Extract provided:
=== Begin Enclosure ===

Deer pressure can limit options for native plantings in unfenced areas, but there are still a number of attractive flowering native species that deer tend to leave alone, such as Joe Pye weed and New York ironweed.
Some popular plants in native gardening, such as purple coneflower, are “near natives,” Mr. Gettinger explained. “It’s an adopted native,” he said. “It’s a plant that’s close enough in proximity that I think we just appreciate the plant itself and the wildlife that it supports.”
Purple coneflower, or Echinacea purpurea, is a favorite of bumblebees and birds. “It supports a lot of birds like the goldfinches, which all fall you’ll see grabbing the seeds on these,” Mr. Gettinger said as he gave a tour of the nursery.
However, there are many cultivars of Echinacea purpurea on the market that were selected and bred for their ornamental value rather than their benefits to wildlife. They are different than the native — or near-native — straight species that is naturally occurring in the wild.
The differences between natives and cultivars can lead to confusion. Bee balm, of the genus Monarda, is another example of a plant that is available in natives and in various cultivars. Mr. Gettinger recalled a time when Long Island Natives filled an order for native bee balms and the recipient did not believe they were actually bee balms — because the native plants look quite different from the cultivars most people are used to seeing in curated landscapes. But the native bee balms are the most valuable to pollinators.

=== End Enclosure ===

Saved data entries

=== Begin Enclosure ===

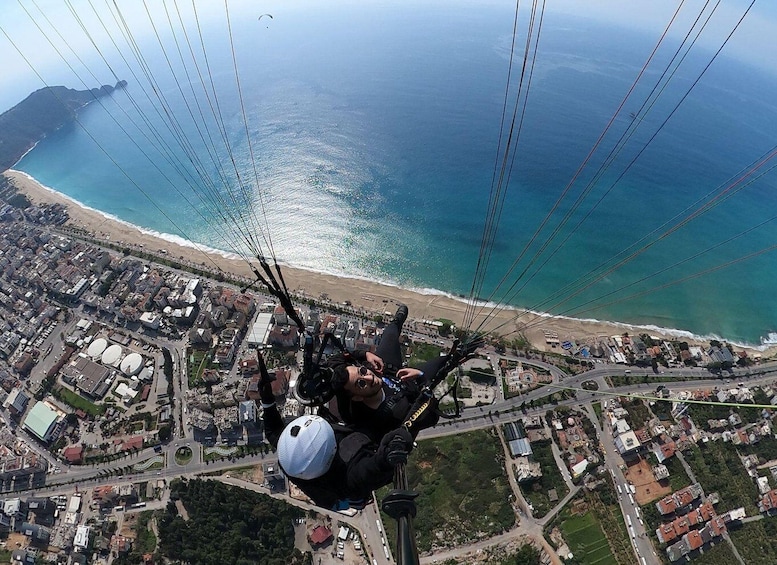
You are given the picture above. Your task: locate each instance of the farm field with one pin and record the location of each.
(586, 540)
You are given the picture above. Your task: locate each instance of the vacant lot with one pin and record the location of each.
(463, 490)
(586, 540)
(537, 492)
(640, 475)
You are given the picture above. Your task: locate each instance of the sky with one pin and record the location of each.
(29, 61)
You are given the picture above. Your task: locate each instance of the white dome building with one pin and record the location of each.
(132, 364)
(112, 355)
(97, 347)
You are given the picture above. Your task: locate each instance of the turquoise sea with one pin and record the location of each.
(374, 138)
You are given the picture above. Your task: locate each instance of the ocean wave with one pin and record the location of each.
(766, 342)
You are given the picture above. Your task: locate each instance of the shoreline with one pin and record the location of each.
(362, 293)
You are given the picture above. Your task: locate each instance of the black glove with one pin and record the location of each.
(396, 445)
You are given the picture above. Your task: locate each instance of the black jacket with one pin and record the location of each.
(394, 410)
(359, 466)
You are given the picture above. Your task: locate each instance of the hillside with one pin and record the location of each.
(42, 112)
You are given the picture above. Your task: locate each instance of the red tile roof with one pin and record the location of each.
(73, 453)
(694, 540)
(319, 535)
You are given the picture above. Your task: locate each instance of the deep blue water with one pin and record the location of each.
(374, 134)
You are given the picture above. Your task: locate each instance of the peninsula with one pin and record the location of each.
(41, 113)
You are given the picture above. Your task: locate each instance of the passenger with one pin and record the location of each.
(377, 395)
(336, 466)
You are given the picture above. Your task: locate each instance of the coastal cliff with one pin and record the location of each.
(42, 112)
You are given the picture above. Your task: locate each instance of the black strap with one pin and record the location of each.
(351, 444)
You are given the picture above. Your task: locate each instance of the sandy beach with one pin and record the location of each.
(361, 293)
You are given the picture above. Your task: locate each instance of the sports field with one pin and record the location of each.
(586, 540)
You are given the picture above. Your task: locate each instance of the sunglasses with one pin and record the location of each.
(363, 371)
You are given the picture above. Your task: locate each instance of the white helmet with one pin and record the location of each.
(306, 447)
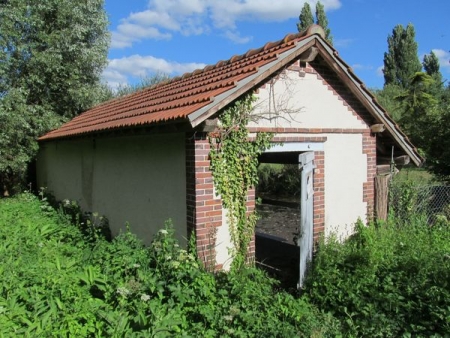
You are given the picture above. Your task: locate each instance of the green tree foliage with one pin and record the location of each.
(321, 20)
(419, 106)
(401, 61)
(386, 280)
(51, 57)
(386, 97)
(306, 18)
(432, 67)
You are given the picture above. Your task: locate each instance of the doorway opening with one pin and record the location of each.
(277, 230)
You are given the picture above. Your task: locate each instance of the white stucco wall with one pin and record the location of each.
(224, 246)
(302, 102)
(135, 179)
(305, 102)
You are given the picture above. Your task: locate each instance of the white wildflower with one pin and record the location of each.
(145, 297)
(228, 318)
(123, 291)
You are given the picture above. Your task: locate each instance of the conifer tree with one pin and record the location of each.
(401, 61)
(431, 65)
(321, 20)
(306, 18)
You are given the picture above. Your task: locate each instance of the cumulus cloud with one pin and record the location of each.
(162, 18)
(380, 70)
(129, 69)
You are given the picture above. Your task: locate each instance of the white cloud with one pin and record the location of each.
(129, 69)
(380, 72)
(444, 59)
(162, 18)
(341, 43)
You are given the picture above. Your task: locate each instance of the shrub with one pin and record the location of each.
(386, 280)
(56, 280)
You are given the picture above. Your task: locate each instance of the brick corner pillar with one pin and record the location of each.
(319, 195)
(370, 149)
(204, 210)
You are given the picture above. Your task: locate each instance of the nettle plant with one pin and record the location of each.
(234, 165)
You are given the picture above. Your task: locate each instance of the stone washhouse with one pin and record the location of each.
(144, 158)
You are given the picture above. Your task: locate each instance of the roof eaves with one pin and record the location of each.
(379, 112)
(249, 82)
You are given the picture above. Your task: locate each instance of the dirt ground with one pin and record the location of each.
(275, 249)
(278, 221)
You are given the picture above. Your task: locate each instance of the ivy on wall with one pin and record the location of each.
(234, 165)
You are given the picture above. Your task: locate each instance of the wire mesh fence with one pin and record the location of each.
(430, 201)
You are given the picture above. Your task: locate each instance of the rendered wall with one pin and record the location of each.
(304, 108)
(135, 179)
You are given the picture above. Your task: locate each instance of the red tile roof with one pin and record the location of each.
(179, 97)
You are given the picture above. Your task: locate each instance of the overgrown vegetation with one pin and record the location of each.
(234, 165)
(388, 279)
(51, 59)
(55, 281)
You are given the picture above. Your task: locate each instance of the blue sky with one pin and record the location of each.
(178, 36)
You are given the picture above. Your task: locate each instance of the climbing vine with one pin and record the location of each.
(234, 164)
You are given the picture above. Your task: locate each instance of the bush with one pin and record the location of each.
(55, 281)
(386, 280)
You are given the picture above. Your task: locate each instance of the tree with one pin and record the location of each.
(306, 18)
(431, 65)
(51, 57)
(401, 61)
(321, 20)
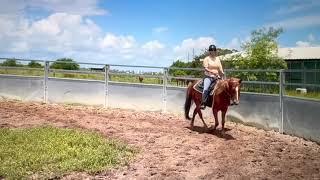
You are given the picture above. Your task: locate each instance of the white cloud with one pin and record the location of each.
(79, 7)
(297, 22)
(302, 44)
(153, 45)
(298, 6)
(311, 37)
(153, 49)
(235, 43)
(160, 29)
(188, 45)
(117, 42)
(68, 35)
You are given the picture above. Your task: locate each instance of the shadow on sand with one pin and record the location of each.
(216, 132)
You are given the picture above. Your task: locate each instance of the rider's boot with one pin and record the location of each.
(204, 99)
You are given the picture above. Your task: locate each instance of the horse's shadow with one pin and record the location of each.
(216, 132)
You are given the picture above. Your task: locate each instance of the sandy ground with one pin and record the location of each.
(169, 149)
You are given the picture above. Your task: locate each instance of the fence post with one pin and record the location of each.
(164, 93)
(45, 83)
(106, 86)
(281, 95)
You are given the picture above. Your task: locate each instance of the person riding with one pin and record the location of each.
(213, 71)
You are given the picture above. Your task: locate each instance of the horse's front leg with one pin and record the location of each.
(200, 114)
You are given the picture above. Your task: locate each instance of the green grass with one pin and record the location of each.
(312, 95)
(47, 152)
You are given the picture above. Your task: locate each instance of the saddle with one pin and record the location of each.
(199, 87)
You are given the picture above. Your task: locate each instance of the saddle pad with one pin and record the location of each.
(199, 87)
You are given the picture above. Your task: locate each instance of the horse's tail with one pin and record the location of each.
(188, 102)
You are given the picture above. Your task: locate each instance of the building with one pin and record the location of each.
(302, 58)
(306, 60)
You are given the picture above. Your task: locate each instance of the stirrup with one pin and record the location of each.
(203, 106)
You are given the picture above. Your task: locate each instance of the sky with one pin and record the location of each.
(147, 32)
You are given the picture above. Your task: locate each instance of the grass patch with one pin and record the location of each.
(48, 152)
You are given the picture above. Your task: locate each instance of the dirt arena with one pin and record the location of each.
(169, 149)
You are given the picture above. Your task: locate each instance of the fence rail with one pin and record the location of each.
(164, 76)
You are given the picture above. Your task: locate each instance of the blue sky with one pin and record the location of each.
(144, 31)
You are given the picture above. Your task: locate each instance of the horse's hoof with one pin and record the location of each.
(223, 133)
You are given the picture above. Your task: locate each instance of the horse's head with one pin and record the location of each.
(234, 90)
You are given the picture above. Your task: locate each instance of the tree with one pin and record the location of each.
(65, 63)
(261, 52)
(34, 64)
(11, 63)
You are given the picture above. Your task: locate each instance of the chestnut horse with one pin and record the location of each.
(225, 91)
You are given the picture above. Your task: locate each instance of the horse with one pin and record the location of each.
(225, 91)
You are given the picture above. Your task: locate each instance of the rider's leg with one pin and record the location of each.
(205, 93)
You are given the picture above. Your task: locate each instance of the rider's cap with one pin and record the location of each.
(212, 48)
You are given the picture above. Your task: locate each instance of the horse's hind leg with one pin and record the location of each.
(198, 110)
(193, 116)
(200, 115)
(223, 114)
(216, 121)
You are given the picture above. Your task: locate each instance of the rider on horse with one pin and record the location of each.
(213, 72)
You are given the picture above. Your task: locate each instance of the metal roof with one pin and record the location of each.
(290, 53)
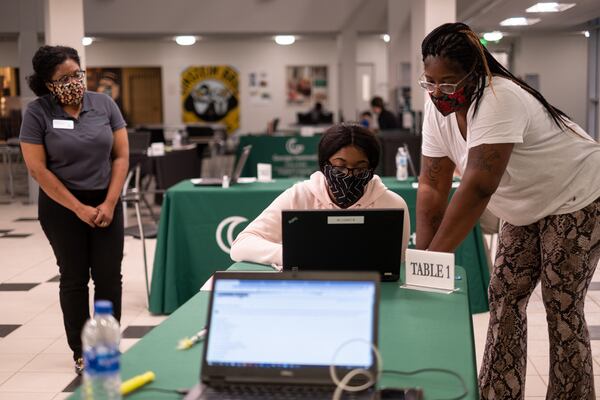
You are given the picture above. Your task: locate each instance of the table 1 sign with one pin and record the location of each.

=== End Enclosure ===

Work task 1: Write out the native gardening text word for word, beginning at "Some popular plants" and stopping after "in the wild.".
Work task 2: Continue the text on native plants from the end of its last sentence.
You can ignore the entries.

Expected output 1:
Some popular plants in native gardening, such as purple coneflower, are “near natives,” Mr. Gettinger explained. “It’s an adopted native,” he said. “It’s a plant that’s close enough in proximity that I think we just appreciate the plant itself and the wildlife that it supports.”
Purple coneflower, or Echinacea purpurea, is a favorite of bumblebees and birds. “It supports a lot of birds like the goldfinches, which all fall you’ll see grabbing the seeds on these,” Mr. Gettinger said as he gave a tour of the nursery.
However, there are many cultivars of Echinacea purpurea on the market that were selected and bred for their ornamental value rather than their benefits to wildlife. They are different than the native — or near-native — straight species that is naturally occurring in the wild.

Expected output 2:
A native garden can have color for months on end if planned out with sequentially flowering plants, according to Mr. Gettinger. Early-blooming plants like columbines will emerge in April and May, followed by ironweed and milkweed, and then Joe Pye weed and asters in fall, he said.
But there is more to a native landscape than flowering plants.
“I realize that color can be popular, but don’t sleep on texture, form, and the different subtle variations of the color green, because there’s where some really high-end sophisticated gardens go,” Mr. Gettinger said.
Ferns, he said, are a shade-garden plant that is superior at providing texture and form. Long Island Natives carries lady fern, cinnamon fern, Christmas fern, sweet fern, sensitive fern and the popular hay-scented fern.
Long Island Natives is experimenting with various ways to propagate native plants, including from cuttings that are treated with rooting hormone. But rather than taking the cuttings all from one specimen of a species, cuttings are collected from many different plants of that species. Mr. Gettinger explained that to maintain the genetic diversity of native plants it is important to propagate from a variety of plants.
He shared his excitement to see the trees that started out at Long Island Natives mature. “It’s nice to drive by it and say, ‘This forest, we helped build this forest,’” he said.
He grew up in Oakdale and now lives in Center Moriches with his wife, Laura, and sons Weston, 9, Travis, 8, and Marcus, 5. His father continues to work at Country Gardens Nursery and Long Island Natives, which have about 35 employees seasonally.
Long Island Natives does most of its business on Long Island or in the five boroughs; just last year the nursery was awarded a contract to supply 27,000 native plants at Jones Beach. But the nursery has also shipped plants to upstate and all over New England.
Though Long Island Natives is a wholesaler that serves municipalities and the trades, the business also fields many inquiries from individual homeowners who want to plant natives in their landscapes. The nursery offers a small retail component, online only with a minimum order of $250, to accommodate them. For smaller orders, Mr. Gettinger advises going to a local garden center and asking for natives.
The more consumers ask for natives, the more likely garden centers will be likely to stock them.